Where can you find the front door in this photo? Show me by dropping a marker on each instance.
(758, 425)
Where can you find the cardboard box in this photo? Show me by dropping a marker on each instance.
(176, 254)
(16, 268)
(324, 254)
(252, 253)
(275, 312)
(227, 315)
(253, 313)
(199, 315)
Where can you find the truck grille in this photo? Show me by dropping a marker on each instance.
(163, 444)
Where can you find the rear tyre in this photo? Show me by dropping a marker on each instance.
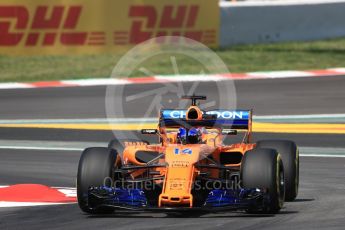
(290, 156)
(119, 145)
(263, 169)
(95, 166)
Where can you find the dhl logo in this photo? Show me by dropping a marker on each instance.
(58, 24)
(149, 22)
(45, 27)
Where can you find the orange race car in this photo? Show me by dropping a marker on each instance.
(191, 168)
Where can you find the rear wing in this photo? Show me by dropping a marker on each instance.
(229, 119)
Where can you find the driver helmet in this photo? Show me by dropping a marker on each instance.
(194, 136)
(182, 136)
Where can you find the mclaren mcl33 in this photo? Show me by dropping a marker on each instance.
(190, 167)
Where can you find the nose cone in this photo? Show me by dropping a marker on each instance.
(179, 176)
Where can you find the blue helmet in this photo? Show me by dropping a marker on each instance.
(194, 136)
(182, 136)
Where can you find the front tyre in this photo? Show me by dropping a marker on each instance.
(95, 166)
(263, 169)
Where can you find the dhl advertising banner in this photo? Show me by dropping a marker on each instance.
(55, 27)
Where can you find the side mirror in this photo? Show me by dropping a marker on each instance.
(229, 132)
(149, 131)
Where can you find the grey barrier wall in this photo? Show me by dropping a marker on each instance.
(244, 23)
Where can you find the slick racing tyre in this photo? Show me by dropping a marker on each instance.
(95, 165)
(290, 156)
(263, 169)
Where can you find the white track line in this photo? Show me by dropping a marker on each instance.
(304, 151)
(40, 148)
(6, 204)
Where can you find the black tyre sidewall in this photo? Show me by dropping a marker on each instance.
(290, 156)
(262, 168)
(95, 169)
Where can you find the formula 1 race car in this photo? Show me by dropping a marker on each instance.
(190, 167)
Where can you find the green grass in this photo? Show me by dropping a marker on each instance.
(245, 58)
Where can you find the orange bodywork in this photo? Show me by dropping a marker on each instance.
(180, 161)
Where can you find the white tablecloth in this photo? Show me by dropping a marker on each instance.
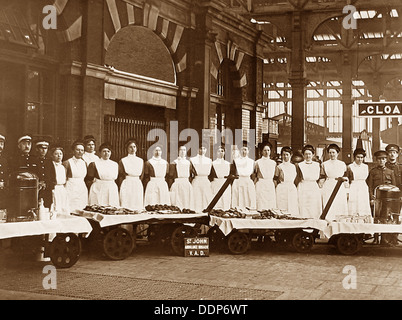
(63, 224)
(361, 228)
(227, 225)
(106, 220)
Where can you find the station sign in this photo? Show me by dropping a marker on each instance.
(196, 247)
(380, 109)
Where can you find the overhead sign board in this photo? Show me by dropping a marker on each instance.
(380, 109)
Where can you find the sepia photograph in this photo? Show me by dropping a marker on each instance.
(200, 158)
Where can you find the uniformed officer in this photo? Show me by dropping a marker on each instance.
(380, 174)
(3, 174)
(392, 163)
(44, 171)
(24, 160)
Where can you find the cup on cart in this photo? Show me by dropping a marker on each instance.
(387, 204)
(3, 215)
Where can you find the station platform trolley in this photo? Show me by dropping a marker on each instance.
(116, 234)
(384, 229)
(58, 239)
(237, 233)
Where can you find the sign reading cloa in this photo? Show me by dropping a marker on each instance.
(196, 247)
(380, 109)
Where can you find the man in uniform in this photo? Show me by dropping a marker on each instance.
(3, 178)
(24, 160)
(380, 175)
(44, 167)
(392, 163)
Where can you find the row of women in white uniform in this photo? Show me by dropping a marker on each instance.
(255, 188)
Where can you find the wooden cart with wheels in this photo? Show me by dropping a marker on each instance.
(117, 242)
(349, 238)
(239, 232)
(64, 249)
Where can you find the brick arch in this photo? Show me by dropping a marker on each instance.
(120, 14)
(229, 51)
(126, 53)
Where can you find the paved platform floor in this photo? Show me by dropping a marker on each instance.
(262, 274)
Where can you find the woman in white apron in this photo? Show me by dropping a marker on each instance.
(60, 199)
(243, 189)
(131, 169)
(359, 196)
(89, 155)
(266, 171)
(76, 167)
(103, 173)
(330, 171)
(155, 172)
(286, 192)
(201, 169)
(181, 191)
(220, 170)
(309, 193)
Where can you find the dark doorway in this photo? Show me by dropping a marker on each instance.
(12, 100)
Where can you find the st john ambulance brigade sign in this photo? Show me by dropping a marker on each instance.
(196, 247)
(380, 109)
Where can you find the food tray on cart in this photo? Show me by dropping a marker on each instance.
(236, 228)
(165, 223)
(62, 224)
(335, 228)
(110, 216)
(254, 220)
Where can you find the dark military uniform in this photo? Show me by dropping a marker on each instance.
(24, 162)
(379, 176)
(397, 169)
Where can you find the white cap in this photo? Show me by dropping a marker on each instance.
(24, 138)
(42, 143)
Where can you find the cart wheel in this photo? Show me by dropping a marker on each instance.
(177, 238)
(282, 237)
(348, 244)
(302, 241)
(238, 242)
(118, 244)
(216, 238)
(65, 250)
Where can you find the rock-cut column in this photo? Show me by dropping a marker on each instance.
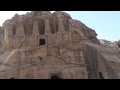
(20, 27)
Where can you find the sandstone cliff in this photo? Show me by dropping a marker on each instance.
(41, 44)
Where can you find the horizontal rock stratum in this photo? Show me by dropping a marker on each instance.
(45, 45)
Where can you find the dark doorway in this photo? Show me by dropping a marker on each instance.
(100, 75)
(55, 77)
(42, 42)
(12, 78)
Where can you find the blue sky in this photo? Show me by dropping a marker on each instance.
(105, 23)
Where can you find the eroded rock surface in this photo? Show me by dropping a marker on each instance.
(43, 45)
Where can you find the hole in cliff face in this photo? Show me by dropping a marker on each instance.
(55, 77)
(100, 75)
(42, 42)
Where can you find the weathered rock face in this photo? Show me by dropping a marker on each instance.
(1, 35)
(42, 45)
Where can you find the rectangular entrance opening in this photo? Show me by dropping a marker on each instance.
(41, 42)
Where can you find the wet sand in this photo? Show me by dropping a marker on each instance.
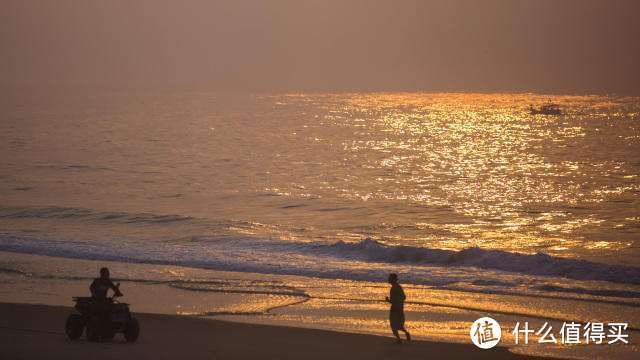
(36, 332)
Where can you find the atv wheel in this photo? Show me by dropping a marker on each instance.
(74, 326)
(132, 330)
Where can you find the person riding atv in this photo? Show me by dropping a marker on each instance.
(100, 286)
(102, 316)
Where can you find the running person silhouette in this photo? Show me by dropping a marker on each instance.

DIRECTION: Transcribe every line in the entries above, taking out only the images.

RESPONSE:
Where can you find the front door in this photo? Show me by dropping a marker on each instance.
(758, 425)
Where can you find the cardboard box in this photo? Show me by dropping a marker on each instance.
(176, 254)
(16, 268)
(324, 254)
(252, 253)
(275, 312)
(227, 315)
(253, 313)
(199, 315)
Where can you find the truck grille in this photo? Show me by dropping a marker on each instance.
(163, 444)
Where can you find the rear tyre in this photo? Show me by dropping a marker on each instance.
(290, 156)
(119, 145)
(263, 169)
(95, 166)
Where can you find the dhl logo in this photo? Show me by dropping a marker on each instance.
(58, 24)
(149, 22)
(45, 27)
Where can you find the orange race car in this photo? Show me by dropping a marker on each instance.
(191, 168)
Where can you find the rear wing in this photo? Show me by dropping a marker on each instance.
(229, 119)
Where can you find the driver helmet in this photo? Show me by dropping a marker on each instance.
(194, 136)
(182, 136)
Where can you find the mclaren mcl33 in this photo? Show me by dropping a marker on each instance.
(190, 167)
Where can you find the nose cone in this photo? Show me by dropping a marker on each instance.
(179, 176)
Where can you find the blue helmet in this photo? Show me by dropping a marker on each instance.
(194, 136)
(182, 136)
Where can you find the front tyre in this photo? Show me by dropping a marker on each instance.
(95, 166)
(263, 169)
Where can you find the dhl advertising banner in this photo? Show me by dropping a marker on each instance.
(55, 27)
Where can you find the side mirror in this photo? Show me by dropping a marker on each instance.
(229, 132)
(149, 131)
Where can you find the grey barrier wall in this photo? Show me by dropping a marker on each instance.
(244, 23)
Where can you find the slick racing tyre in this photo? Show me by dropping a marker on each instance.
(95, 165)
(290, 156)
(263, 169)
Where can you find the white track line in this photo? Show me by dropping a marker on each instance.
(304, 151)
(40, 148)
(6, 204)
Where can you find the black tyre sidewall in this photo? Show me by dropping a marker on each instance.
(290, 156)
(262, 168)
(95, 169)
Where can you find the formula 1 race car in this photo? Show me by dropping a marker on each instance.
(190, 167)
Where can you find the green grass in this photo? Show me by dropping a marker on each instance.
(245, 58)
Where can you find the orange bodywork in this photo? Show me by dropping a marker on each instance.
(180, 161)
Where can you find the white tablecloth in this photo? Show me by dropping a marker on each instance.
(63, 224)
(361, 228)
(227, 225)
(106, 220)
Where can you find the station sign in this photo? Show me by dropping a marker on each instance.
(196, 247)
(380, 109)
Where can you find the overhead sign board in this photo? Show me by dropping a marker on each instance.
(380, 109)
Where can you find the sepia photograph in this photo? Show me by dropping a marker on each instance.
(200, 158)
Where can you find the uniformed officer in this photo? Show me by dropping a marker on each instance.
(380, 174)
(3, 174)
(392, 163)
(44, 171)
(24, 160)
Where can you find the cup on cart in this photo? Show me by dropping a marker on each instance.
(387, 204)
(3, 215)
Where can you find the station platform trolley in this photo? Show me by dropping a marker on each instance.
(116, 234)
(384, 229)
(58, 239)
(237, 233)
Where can you find the sign reading cloa in this photo? Show me by dropping a marker on each instance.
(196, 247)
(380, 109)
Where can you find the man in uniform in this photo? Show me by dropping a marker on each instance.
(3, 178)
(24, 160)
(380, 175)
(44, 167)
(392, 163)
Where can you find the row of women in white uniform in this photo? Show me by dropping a marker on each instance.
(255, 188)
Where can you find the wooden cart with wheels in this photo? Show me by dropping a marker on each instance.
(117, 242)
(349, 238)
(239, 232)
(64, 249)
Where can you find the brick arch in this photo? Show me by dropping a marker on each instance.
(120, 14)
(229, 51)
(126, 53)
Where can you find the paved platform floor in this photo? Show me by dropping a marker on each instance.
(262, 274)
Where can you find the woman in white apron in this photo? Show me by dropping a marker on each instance.
(60, 199)
(243, 189)
(131, 169)
(359, 196)
(89, 155)
(266, 171)
(76, 167)
(103, 173)
(330, 171)
(155, 172)
(286, 192)
(201, 169)
(181, 191)
(220, 170)
(309, 193)
Where can you find the dark doorway in this photo? Show me by dropping a marker on each instance.
(12, 100)
Where can you find the st john ambulance brigade sign in this photo? Show me by dropping a marker on each instance.
(196, 247)
(380, 109)
Where can you find the food tray on cart in this photo? Show me by dropping a marker on each instance.
(236, 228)
(165, 223)
(62, 224)
(335, 228)
(110, 216)
(254, 220)
Where can you find the dark military uniform in this photo? Show me by dropping a marker on each instance.
(24, 162)
(379, 176)
(397, 169)
Where can you find the white cap in this photo? Show me by dropping a marker on each instance.
(24, 138)
(42, 143)
Where can you find the cart wheel in this photo? Show me by dropping a marker on each instance.
(177, 238)
(282, 237)
(348, 244)
(302, 241)
(238, 242)
(118, 244)
(216, 238)
(65, 250)
Where can you find the rock-cut column in this photo? Show me by dropping a marker on each instance.
(20, 27)
Where can you find the sandstone cliff in this photo? Show me by dropping a marker on each instance.
(41, 44)
Where can you find the horizontal rock stratum in this photo? Show me by dropping a marker on each instance.
(45, 45)
Where can you find the dark doorway in this photo? Show me by dropping a marker on each instance.
(100, 75)
(55, 77)
(42, 42)
(12, 78)
Where can you find the blue sky in this photo? Show me by dropping a marker on each instance.
(105, 23)
Where can you find the eroded rock surface in this photo? Show me by dropping a marker on each instance.
(43, 45)
Where can you find the hole in cliff face in this photo? Show me by dropping a marker on each instance.
(55, 77)
(100, 75)
(42, 42)
Where can you find the weathered rock face in this photo? Show me by dropping a marker on each instance.
(1, 35)
(42, 45)
Where can you find the rectangular entrance opening in this photo? Show me by dropping a marker on each instance.
(41, 42)
Where can you find the wet sand in this photo? Show me by dropping a marker on each instance.
(36, 332)
Where can you find the atv wheel in this photo? Show me by dropping a marker on each instance.
(74, 326)
(132, 330)
Where can you find the person riding atv in this photo? Show me by dropping a marker on each instance.
(100, 286)
(102, 316)
Where can you find the running person silhouette in this photo? Show me by dropping a marker on each instance.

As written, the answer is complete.